Set problem
Copy out every line of the items below, leaving out the pictures, and scale each x and y coordinate in the answers by 1.7, rounding to whole numbers with halves going up. Keep all other text as it stands.

Pointing records
********

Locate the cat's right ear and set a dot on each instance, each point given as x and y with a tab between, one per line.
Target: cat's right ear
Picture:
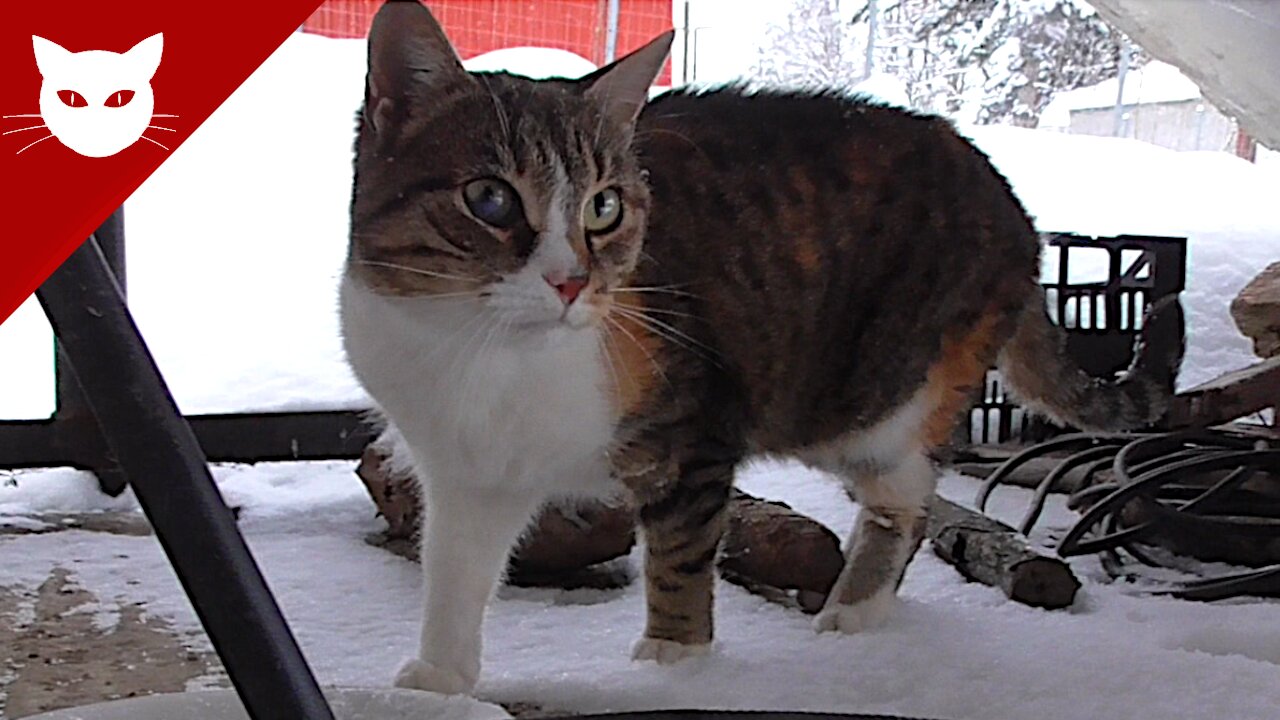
49	54
410	59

********

Output of the exercise
Locate the cat's right ear and set a dot on each instance, each point given as x and y with a tab between, one per line.
Target: cat's right ear
Picture:
83	92
697	100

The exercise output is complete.